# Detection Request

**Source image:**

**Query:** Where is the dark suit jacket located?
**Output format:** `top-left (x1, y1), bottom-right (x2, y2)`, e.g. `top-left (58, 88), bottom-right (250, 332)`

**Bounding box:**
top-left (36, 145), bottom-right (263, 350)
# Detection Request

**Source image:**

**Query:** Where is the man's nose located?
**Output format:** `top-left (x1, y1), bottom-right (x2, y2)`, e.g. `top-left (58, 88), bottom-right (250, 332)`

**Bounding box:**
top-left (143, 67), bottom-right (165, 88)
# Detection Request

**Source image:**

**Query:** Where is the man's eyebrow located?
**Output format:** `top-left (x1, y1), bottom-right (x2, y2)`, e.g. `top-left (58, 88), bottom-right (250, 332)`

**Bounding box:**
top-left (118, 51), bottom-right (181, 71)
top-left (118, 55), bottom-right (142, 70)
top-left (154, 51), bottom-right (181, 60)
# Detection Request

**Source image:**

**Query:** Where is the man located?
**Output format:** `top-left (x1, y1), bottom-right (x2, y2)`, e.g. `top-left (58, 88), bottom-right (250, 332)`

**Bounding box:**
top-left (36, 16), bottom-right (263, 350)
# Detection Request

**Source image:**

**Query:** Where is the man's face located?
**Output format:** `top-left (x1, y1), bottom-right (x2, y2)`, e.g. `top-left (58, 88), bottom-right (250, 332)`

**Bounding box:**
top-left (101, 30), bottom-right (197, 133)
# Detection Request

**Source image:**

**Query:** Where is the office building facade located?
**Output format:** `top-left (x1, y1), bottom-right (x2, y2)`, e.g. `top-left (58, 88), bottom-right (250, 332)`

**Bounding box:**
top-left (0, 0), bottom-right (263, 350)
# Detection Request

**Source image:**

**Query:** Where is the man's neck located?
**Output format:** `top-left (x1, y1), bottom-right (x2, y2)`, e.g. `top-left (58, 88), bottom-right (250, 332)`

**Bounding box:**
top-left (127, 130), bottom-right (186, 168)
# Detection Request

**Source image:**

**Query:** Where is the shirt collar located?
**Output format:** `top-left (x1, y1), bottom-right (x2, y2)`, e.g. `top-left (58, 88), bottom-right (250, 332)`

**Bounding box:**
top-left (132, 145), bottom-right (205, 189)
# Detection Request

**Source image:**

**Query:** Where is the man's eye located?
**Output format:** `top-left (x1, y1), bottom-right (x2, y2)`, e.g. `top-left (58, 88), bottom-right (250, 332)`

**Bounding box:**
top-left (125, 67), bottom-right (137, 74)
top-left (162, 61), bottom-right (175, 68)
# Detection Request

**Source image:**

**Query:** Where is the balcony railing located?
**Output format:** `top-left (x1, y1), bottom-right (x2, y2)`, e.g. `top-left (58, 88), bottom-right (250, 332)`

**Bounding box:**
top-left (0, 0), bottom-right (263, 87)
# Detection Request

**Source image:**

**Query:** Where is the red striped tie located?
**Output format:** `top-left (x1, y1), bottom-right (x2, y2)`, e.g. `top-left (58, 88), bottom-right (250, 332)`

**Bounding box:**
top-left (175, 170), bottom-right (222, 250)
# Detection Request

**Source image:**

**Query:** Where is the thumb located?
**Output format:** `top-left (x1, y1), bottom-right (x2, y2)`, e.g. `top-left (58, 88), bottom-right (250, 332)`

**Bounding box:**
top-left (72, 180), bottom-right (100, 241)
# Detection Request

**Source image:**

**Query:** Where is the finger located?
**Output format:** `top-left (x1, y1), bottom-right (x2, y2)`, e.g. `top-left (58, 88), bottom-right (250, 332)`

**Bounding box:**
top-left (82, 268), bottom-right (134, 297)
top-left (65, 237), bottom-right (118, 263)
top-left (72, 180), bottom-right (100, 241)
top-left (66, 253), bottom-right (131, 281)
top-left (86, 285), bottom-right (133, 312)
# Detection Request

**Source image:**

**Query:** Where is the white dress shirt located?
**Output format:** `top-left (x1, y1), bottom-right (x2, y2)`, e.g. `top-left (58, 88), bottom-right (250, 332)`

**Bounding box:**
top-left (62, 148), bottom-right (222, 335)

*****

▸ **Exercise description**
Return every line of the data above that contains the string "shirt". Matching is case-sensitive.

▸ **Expected output**
**Query:** Where is the shirt collar located?
**Query:** Where is the white dress shirt located?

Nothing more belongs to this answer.